Exercise data
· · ·
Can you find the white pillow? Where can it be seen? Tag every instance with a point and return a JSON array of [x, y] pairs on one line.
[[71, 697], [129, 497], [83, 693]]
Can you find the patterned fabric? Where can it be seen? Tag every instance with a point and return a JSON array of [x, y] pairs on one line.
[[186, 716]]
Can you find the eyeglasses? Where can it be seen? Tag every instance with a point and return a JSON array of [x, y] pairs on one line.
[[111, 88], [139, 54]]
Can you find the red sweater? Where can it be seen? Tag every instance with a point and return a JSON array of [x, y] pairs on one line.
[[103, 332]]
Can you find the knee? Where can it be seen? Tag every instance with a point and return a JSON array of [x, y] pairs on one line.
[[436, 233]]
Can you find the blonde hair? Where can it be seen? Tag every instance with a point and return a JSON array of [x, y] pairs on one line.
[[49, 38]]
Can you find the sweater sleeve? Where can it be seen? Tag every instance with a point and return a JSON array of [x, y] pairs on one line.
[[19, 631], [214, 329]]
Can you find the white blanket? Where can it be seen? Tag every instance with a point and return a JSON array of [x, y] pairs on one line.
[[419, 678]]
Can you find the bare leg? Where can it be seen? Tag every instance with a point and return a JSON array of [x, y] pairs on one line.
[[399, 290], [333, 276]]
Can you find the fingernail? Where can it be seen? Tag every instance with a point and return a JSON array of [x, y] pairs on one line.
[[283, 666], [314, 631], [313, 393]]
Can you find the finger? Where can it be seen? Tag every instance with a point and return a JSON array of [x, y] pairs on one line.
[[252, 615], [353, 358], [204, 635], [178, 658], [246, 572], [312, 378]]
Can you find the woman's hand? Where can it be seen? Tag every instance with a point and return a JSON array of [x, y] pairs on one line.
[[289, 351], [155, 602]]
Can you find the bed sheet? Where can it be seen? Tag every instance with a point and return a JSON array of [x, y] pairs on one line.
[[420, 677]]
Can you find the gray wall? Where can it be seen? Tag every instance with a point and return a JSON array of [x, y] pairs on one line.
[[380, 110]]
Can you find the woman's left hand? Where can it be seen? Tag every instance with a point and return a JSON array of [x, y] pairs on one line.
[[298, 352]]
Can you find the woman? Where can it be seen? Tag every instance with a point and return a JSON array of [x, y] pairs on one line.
· · ·
Instructions for the task
Rewrite the records starting with the line that contains "Can you find the knee?" and running through the line that contains "[[283, 666], [314, 631], [313, 393]]", both lines included, and give only these lines. Leave the requests unchanged, but scale every point coordinate in the answers by 1.55 and round each result to a whole number, rounding halves up.

Exercise answer
Can you find the knee? Where can it be seen? Tag every instance with a point and return a JSON array of [x, y] pairs on one line.
[[676, 361]]
Can you find the blonde hair? Where can it be seen? Tag every instance with a point and return a JSON array of [x, y] pairs on one line.
[[76, 59]]
Can you find the sweater sleeve? Where can it be seen? Tag every instance with a point and return a JSON array of [x, y] pairs on one line.
[[29, 978], [332, 510]]
Can you find the white blanket? Where can it be seen? Tag every instance with a point and return a JSON array of [x, y] pairs on one line.
[[649, 1051]]
Can you find the bare leg? Where can it be seen? Tag every instance with a point and return a JSON array of [x, y] pairs on one line.
[[618, 450], [516, 428]]
Can you find the fingernail? Where can it be seen? Tag every instance with a point and return a JSON array of [x, y] pairs on one line.
[[439, 1032], [487, 978], [485, 609]]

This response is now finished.